### Problem to solve
Give a verbatim repeat of the lines that run from the line containing "the yellow flower" to the end of the data below.

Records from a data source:
┏━━
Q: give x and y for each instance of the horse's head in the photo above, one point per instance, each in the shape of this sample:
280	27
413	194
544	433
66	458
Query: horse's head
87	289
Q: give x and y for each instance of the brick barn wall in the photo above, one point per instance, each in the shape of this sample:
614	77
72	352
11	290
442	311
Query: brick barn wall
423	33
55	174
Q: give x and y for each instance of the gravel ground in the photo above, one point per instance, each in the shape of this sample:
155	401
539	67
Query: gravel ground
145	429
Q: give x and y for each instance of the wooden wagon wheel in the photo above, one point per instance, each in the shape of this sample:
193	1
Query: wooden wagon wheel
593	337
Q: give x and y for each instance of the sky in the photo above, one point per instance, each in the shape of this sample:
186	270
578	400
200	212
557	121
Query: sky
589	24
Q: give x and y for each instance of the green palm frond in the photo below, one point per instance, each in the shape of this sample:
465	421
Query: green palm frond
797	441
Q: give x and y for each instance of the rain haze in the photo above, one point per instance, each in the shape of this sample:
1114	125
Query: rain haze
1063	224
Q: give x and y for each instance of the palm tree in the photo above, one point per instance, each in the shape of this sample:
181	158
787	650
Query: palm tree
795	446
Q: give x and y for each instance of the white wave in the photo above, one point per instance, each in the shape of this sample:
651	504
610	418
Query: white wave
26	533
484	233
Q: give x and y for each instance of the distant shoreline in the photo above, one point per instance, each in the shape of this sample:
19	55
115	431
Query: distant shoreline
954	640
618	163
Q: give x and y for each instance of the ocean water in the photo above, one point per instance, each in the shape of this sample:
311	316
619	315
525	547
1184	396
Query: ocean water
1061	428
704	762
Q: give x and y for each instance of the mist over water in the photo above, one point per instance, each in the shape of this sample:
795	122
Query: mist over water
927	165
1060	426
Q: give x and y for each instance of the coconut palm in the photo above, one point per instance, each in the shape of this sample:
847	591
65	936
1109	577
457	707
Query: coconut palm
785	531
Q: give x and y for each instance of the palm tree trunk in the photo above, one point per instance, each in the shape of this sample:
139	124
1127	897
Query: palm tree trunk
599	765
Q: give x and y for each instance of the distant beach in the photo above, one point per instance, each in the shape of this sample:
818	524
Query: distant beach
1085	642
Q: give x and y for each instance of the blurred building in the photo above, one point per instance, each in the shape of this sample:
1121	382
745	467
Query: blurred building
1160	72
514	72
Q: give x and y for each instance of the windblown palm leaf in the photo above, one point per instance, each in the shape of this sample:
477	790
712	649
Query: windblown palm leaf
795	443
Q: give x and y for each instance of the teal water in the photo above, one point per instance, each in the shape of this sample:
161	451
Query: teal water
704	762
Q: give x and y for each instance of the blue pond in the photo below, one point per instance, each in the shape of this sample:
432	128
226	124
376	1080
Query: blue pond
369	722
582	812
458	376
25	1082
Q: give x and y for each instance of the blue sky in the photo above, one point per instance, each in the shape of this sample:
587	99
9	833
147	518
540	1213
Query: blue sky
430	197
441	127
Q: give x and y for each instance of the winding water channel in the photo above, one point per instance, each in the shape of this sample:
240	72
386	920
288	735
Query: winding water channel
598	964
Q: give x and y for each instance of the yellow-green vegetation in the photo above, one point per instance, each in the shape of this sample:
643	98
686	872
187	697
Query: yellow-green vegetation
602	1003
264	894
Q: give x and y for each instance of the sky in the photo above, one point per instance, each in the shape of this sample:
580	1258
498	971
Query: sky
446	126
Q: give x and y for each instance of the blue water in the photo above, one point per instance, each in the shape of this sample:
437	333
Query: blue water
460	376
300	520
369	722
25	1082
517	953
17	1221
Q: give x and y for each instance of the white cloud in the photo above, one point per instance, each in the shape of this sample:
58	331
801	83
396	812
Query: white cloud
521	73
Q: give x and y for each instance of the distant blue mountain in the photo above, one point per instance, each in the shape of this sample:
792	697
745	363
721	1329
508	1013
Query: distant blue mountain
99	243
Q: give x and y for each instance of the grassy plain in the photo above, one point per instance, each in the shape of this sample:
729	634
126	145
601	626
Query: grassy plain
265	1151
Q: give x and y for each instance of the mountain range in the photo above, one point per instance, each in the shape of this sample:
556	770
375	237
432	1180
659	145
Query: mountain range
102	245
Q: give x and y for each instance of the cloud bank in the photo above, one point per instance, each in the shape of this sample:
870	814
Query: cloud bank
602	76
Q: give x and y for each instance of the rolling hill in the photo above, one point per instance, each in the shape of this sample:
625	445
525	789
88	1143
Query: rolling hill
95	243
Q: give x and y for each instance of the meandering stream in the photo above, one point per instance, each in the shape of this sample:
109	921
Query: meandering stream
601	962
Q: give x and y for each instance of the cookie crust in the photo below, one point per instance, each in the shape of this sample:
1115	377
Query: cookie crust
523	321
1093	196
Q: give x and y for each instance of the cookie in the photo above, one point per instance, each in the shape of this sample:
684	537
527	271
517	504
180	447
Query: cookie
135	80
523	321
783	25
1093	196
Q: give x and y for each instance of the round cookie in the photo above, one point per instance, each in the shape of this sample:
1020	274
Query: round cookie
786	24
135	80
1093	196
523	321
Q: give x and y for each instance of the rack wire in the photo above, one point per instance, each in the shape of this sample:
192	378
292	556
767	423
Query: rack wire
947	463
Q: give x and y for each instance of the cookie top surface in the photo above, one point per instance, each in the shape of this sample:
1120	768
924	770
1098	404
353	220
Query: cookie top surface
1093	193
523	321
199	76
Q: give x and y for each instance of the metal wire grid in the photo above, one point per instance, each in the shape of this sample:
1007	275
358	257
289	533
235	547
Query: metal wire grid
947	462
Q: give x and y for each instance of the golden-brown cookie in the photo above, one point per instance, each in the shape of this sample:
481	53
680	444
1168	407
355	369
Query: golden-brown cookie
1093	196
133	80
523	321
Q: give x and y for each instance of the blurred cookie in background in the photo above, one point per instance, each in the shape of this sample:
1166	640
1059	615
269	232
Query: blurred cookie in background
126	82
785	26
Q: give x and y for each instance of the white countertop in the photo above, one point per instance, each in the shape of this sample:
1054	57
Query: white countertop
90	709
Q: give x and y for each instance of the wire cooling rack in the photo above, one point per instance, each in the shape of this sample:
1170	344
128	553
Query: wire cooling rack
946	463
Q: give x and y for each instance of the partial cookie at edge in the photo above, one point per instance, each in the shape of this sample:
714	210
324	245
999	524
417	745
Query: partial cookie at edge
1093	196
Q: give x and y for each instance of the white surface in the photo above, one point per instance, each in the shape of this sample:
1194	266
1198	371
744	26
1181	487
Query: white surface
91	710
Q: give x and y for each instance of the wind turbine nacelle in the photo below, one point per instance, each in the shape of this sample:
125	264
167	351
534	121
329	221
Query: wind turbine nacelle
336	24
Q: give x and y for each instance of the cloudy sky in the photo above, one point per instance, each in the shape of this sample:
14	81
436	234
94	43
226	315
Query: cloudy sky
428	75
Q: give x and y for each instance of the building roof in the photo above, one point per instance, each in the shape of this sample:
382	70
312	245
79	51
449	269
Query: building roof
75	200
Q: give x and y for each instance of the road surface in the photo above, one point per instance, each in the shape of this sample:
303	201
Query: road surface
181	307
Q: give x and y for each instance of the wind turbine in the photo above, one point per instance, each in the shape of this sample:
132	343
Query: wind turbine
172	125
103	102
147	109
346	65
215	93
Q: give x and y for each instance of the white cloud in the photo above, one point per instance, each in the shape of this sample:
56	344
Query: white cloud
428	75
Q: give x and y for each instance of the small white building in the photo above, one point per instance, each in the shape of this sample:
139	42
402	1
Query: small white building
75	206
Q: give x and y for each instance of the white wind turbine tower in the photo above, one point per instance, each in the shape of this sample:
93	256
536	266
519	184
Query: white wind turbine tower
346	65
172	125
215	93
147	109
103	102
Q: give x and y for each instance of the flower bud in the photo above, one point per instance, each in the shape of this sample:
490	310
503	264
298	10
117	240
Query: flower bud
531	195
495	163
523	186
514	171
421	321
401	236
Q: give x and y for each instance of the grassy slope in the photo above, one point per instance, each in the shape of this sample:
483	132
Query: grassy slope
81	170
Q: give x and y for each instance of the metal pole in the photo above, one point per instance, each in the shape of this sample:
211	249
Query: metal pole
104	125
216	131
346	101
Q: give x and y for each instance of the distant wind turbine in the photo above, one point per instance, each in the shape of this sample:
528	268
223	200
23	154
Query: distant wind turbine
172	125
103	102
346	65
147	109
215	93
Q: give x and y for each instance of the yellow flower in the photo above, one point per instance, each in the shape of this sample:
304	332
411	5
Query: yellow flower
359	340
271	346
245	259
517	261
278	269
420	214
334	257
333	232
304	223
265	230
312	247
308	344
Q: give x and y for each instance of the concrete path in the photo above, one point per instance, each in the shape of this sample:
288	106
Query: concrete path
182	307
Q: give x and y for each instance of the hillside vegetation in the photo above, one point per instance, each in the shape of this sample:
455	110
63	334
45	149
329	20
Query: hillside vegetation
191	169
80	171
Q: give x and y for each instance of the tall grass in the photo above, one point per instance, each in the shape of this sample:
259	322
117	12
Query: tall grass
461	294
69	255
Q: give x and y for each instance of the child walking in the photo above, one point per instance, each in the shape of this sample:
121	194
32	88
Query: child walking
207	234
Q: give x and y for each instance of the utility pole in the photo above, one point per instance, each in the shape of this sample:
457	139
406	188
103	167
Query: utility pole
┗━━
### Solution to this task
Q: give x and y for each instance of the yellow flower in the photo above, one point per instance, each in the shape of this sample:
304	332
411	5
Query: yellow flower
359	340
271	346
245	259
517	261
278	269
420	214
334	257
333	232
304	223
265	230
312	247
308	344
Q: give x and y for each instance of the concrete path in the photo above, one point per instance, each in the shape of this sample:
288	106
Query: concrete path
182	307
Q: give x and y for each instance of the hillside vegetation in the photo above, one point per instance, each in the shape of this sample:
455	110
63	334
45	149
329	20
Query: hillside vegetation
191	169
80	171
Q: give x and y for each instance of the tall grass in the photo above, one point per instance, each in the shape of this sample:
259	322
117	12
Query: tall grass
461	294
69	255
Q: give x and y for each instance of the child walking in the photo above, one point per instance, each in the shape of this sample:
121	194
32	88
Query: child walking
207	234
Q: give x and y for each instance of the utility pole in the photo above, one point per instance, each in the shape of this sample:
457	139
406	188
103	167
Query: utility pole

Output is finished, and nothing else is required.